GESTELDE OPDRACHT A:
Noteer uit de getoonde passage woordelijk het gedeelte van "Informatie van de" tot en met "eindigt die scheidslijn?".

====== GETOONDE PASSAGE ======

“Ja, onder omstandigheden”, zegt de Raad van State vandaag in deze uitspraak (15 februari 2023, ECLI:NL:RVS:2023:556). Is het daarmee ook dus openbaar? “Nee, onder omstandigheden”, zegt de Raad van State ook in deze uitspraak (15 februari 2023, ECLI:NL:RVS:2023:605). En dat allemaal terwijl de uitspraken misschien niet nodig waren geweest als de Raad van State de verzoeker in kwestie in persoon had opgeroepen voor de zitting.
Informatie van de volksvertegenwoordiger, maar bij de uitvoerende macht
Een voelbaar spanningsveld onder de Wob (als het ging om de meer politieke organen als Provinciale Staten en de gemeenteraad) kwam tot uitdrukking in een specifieke bepaling in de Woo (artikel 5.4a). Want hoewel de organen PS en raad bestuursorgaan zijn (en dus te Wobben waren) leefde (en leeft) het beeld dat informatie die bij een individueel raadslid berust buiten het bereik van de Wob viel en de Woo valt. Dat is dus anders voor informatie die bij die organen berust. Maar waar begint en eindigt die scheidslijn?

====== AANGELEVERDE GEGEVENS ======

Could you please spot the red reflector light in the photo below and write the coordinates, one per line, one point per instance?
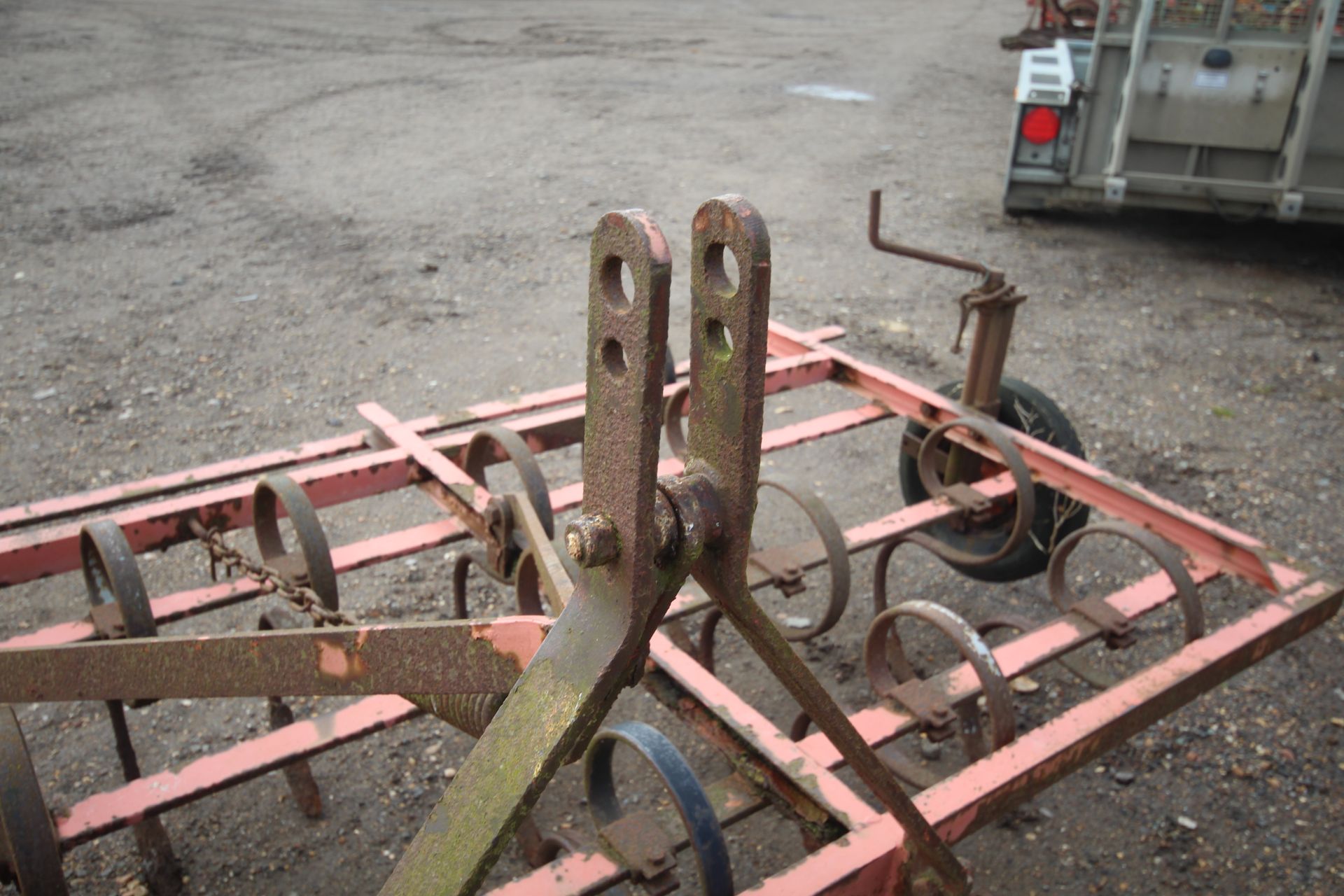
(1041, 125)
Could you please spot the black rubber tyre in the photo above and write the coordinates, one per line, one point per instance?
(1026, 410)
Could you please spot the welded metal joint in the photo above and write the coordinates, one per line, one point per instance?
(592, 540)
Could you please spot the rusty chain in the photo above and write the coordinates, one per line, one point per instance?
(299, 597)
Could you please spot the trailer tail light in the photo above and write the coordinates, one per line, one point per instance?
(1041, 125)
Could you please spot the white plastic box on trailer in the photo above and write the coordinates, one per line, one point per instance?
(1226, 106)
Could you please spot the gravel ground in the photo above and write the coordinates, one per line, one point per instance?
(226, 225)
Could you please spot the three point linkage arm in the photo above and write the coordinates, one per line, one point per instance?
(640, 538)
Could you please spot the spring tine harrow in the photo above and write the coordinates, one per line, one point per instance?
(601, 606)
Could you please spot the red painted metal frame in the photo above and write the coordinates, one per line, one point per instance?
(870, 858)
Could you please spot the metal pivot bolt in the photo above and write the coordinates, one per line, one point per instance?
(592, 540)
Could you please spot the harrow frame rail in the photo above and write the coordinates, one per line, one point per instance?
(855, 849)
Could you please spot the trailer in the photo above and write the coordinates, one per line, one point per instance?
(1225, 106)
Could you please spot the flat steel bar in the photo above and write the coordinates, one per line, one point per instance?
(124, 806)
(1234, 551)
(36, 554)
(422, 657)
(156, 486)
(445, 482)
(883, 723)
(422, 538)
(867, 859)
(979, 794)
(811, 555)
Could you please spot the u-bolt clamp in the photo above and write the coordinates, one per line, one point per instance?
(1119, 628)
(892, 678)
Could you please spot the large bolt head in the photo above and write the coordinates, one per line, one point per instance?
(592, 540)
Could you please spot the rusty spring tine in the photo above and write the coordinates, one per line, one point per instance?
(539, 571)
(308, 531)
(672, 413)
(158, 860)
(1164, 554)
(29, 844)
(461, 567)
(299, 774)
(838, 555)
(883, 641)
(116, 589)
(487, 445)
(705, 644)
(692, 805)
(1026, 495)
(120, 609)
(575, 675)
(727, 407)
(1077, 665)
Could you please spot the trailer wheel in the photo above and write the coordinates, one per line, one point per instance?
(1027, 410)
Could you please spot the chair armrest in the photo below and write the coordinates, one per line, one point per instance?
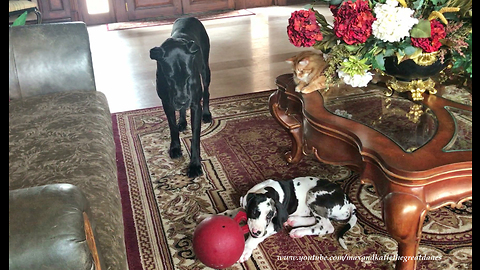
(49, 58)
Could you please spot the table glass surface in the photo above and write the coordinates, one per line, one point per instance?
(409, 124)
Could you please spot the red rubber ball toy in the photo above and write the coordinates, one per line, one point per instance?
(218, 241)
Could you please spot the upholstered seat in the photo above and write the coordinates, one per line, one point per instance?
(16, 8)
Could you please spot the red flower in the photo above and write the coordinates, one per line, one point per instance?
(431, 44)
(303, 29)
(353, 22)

======

GESTELDE OPDRACHT B:
Haal uit de gegevens ongewijzigd alle regels van de regel met "Could you please spot the u-bolt" tot en met de laatste regel van de gegevens. Laat de afbeeldingen in je antwoord weg.

JUIST ANTWOORD A:
Informatie van de volksvertegenwoordiger, maar bij de uitvoerende macht
Een voelbaar spanningsveld onder de Wob (als het ging om de meer politieke organen als Provinciale Staten en de gemeenteraad) kwam tot uitdrukking in een specifieke bepaling in de Woo (artikel 5.4a). Want hoewel de organen PS en raad bestuursorgaan zijn (en dus te Wobben waren) leefde (en leeft) het beeld dat informatie die bij een individueel raadslid berust buiten het bereik van de Wob viel en de Woo valt. Dat is dus anders voor informatie die bij die organen berust. Maar waar begint en eindigt die scheidslijn?

JUIST ANTWOORD B:
Could you please spot the u-bolt clamp in the photo above and write the coordinates, one per line, one point per instance?
(1119, 628)
(892, 678)
Could you please spot the large bolt head in the photo above and write the coordinates, one per line, one point per instance?
(592, 540)
Could you please spot the rusty spring tine in the photo above and write the coordinates, one per line, one point per instance?
(539, 571)
(308, 531)
(672, 413)
(158, 860)
(1164, 554)
(29, 844)
(461, 567)
(299, 774)
(838, 555)
(883, 641)
(116, 589)
(487, 445)
(705, 644)
(692, 805)
(1026, 495)
(120, 609)
(575, 675)
(727, 407)
(1077, 665)
Could you please spot the trailer wheel in the photo above and write the coordinates, one per line, one point per instance?
(1027, 410)
Could you please spot the chair armrest in the photo below and write the coordinates, one per line, one point per instance?
(49, 58)
Could you please spot the table glass surface in the photo above and write the coordinates, one per line, one point per instance?
(409, 124)
Could you please spot the red rubber ball toy in the photo above and write the coordinates, one per line, one point per instance?
(218, 241)
Could you please spot the upholstered seat in the photo above and write the coordinates, one per line, one point per instance?
(16, 8)
Could you please spot the red flower in the photo above and write the coordinates, one per line, one point per instance?
(431, 44)
(303, 29)
(353, 22)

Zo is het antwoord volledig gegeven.